▶ PROBLEM REQUIREMENTS: In the items below, rewrite everything from the line containing "mark the kangaroo" through the end of the items, replacing "house roof" with "home roof" and keeping everything else the same.

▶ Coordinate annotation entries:
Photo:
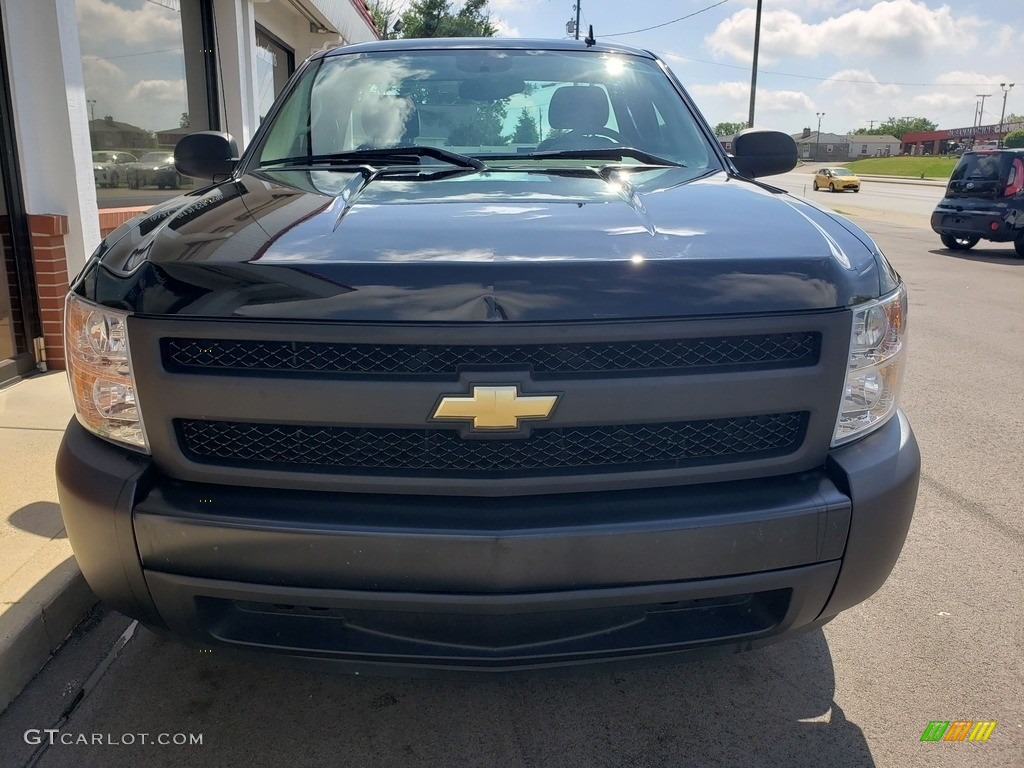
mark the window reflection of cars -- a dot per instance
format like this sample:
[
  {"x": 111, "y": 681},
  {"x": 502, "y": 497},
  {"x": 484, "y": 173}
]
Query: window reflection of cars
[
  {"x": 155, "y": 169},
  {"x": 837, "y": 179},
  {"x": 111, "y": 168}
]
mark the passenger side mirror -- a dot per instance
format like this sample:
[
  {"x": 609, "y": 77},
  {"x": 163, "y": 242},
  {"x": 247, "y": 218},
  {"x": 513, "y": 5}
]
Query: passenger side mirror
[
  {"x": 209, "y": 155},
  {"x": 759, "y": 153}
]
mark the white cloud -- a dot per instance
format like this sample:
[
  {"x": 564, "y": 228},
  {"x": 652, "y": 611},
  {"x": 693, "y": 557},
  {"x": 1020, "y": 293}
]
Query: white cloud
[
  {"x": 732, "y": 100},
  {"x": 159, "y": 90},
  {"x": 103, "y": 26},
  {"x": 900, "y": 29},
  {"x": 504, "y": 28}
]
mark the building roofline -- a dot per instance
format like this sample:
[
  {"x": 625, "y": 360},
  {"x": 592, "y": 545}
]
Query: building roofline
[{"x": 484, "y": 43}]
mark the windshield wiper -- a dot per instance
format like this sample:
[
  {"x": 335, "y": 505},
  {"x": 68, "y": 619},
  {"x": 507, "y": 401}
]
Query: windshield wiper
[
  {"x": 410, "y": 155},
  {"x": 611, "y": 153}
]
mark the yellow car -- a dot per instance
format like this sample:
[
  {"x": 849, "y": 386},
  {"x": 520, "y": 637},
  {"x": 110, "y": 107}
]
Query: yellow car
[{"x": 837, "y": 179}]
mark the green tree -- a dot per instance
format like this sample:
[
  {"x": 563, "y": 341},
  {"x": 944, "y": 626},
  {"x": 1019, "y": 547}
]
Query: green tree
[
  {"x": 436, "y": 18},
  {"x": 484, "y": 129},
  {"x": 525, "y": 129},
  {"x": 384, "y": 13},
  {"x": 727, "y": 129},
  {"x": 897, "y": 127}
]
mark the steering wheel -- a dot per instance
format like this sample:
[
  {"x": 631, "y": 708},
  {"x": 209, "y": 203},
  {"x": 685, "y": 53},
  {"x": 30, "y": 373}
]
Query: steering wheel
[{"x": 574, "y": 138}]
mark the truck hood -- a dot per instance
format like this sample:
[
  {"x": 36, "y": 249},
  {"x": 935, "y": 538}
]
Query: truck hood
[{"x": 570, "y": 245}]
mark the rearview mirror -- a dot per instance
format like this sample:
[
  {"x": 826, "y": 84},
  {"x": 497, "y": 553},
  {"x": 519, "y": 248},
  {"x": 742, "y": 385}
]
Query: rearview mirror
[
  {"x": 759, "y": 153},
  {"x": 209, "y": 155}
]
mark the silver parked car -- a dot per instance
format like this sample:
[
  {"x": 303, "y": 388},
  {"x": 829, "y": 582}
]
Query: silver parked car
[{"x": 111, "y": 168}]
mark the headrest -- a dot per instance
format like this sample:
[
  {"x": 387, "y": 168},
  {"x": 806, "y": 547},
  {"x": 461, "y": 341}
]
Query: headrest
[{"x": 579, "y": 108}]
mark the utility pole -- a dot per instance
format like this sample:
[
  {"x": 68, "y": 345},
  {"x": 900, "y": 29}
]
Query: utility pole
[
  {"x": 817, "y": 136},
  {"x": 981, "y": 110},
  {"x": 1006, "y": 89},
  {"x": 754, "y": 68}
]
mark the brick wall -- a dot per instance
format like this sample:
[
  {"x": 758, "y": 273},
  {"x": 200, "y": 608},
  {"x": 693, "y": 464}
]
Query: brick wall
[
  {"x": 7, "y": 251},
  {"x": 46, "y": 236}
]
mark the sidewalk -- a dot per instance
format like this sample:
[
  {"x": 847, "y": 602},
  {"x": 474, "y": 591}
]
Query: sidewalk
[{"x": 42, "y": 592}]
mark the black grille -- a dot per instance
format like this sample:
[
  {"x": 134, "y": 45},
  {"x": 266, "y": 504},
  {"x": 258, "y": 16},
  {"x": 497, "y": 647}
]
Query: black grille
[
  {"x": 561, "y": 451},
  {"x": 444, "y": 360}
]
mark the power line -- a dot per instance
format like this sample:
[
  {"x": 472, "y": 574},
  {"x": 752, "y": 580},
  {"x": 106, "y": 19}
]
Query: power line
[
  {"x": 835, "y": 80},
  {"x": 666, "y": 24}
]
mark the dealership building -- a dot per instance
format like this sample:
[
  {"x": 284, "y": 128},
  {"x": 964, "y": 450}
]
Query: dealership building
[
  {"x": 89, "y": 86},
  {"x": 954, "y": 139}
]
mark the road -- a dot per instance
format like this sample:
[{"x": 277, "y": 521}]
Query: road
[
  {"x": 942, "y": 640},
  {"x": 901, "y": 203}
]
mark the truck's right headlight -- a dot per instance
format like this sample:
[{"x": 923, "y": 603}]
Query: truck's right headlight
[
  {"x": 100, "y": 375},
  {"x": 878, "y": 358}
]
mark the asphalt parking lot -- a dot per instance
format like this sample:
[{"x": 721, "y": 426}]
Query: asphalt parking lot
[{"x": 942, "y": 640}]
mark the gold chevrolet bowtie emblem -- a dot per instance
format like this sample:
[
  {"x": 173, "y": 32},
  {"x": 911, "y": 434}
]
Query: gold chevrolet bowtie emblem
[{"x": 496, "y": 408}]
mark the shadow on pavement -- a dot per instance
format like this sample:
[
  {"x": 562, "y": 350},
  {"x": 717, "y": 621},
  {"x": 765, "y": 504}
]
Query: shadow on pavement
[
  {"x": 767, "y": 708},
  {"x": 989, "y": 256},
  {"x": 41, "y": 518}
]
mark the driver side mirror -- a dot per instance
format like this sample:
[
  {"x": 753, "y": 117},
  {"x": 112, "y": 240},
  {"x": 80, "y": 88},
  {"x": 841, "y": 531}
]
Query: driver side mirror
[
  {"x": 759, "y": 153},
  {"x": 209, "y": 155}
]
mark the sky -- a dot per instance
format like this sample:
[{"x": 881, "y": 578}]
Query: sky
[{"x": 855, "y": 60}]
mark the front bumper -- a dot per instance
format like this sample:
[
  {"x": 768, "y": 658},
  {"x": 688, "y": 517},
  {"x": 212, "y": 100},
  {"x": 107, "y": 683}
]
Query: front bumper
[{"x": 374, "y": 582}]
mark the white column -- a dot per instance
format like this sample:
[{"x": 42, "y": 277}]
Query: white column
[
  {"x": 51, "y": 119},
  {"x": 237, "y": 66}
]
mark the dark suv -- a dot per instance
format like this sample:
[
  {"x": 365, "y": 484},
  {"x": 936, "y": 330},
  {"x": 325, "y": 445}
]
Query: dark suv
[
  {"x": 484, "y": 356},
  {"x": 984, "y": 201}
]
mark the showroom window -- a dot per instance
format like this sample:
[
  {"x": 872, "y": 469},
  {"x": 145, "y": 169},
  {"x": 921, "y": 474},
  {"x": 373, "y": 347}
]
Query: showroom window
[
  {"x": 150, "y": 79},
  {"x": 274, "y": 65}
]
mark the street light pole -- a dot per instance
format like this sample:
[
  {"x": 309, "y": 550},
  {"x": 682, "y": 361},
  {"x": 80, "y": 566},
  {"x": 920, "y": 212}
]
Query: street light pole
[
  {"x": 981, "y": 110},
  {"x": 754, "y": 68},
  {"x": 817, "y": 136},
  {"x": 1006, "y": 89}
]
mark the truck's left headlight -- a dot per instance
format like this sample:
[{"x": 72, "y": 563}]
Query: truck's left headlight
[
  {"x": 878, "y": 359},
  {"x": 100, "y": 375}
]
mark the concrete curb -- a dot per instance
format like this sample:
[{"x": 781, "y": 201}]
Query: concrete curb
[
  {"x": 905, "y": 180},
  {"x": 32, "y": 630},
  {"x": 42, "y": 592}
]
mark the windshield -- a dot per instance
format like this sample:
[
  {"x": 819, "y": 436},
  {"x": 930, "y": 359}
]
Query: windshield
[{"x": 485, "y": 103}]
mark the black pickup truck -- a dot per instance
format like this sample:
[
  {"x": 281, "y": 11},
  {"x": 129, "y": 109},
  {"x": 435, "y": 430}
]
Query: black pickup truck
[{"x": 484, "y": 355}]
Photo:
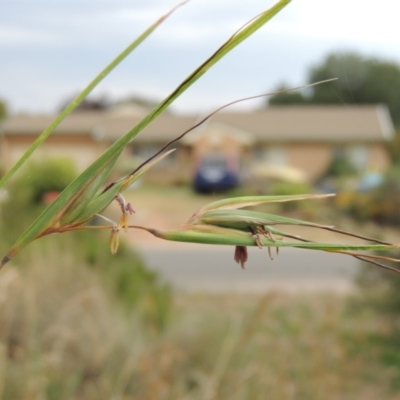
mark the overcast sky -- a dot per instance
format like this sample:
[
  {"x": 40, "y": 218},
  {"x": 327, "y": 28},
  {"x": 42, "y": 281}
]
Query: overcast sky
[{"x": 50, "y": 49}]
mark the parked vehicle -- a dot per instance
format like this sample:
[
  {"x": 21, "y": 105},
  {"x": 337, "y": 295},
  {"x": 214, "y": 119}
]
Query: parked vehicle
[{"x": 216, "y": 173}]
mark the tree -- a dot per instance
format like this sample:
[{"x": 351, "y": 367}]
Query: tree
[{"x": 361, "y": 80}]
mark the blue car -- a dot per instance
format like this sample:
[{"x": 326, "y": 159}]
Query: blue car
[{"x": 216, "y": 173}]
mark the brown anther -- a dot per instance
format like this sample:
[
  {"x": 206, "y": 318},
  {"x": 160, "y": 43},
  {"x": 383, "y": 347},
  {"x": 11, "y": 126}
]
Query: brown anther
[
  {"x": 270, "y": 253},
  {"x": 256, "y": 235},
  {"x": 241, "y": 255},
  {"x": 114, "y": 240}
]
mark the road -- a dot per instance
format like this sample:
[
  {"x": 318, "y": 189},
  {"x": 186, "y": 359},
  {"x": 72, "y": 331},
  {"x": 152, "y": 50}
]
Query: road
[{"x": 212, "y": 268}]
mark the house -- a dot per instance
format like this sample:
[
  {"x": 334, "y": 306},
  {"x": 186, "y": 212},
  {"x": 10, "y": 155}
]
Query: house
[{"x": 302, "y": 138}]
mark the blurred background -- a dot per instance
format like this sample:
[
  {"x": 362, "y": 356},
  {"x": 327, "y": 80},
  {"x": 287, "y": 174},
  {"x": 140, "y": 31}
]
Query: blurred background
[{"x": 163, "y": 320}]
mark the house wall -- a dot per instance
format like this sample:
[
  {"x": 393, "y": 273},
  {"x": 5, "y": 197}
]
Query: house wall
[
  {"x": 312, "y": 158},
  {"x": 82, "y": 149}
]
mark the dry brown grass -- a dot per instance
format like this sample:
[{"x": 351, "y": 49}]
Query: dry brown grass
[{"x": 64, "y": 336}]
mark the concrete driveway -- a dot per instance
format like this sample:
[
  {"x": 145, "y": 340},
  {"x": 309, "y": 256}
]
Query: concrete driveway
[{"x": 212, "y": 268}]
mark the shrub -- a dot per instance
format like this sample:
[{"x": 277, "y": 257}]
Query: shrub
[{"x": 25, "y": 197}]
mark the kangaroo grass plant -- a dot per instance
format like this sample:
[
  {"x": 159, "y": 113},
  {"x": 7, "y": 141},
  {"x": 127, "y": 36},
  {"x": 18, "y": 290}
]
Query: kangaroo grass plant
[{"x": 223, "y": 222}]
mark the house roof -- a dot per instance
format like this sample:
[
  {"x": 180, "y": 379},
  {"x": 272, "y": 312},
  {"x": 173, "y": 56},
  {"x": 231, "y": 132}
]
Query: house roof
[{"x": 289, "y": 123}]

▶ THE REPLY:
mark the kangaroo grass plant -- a dot per instance
format like this sample:
[
  {"x": 159, "y": 113},
  {"x": 7, "y": 141},
  {"x": 127, "y": 36},
  {"x": 18, "y": 290}
]
Query: kangaroo grass plant
[{"x": 223, "y": 222}]
mark the home roof -- a dot per instance
format like this sample:
[
  {"x": 180, "y": 379},
  {"x": 272, "y": 312},
  {"x": 173, "y": 56},
  {"x": 231, "y": 132}
]
Query: home roof
[{"x": 289, "y": 123}]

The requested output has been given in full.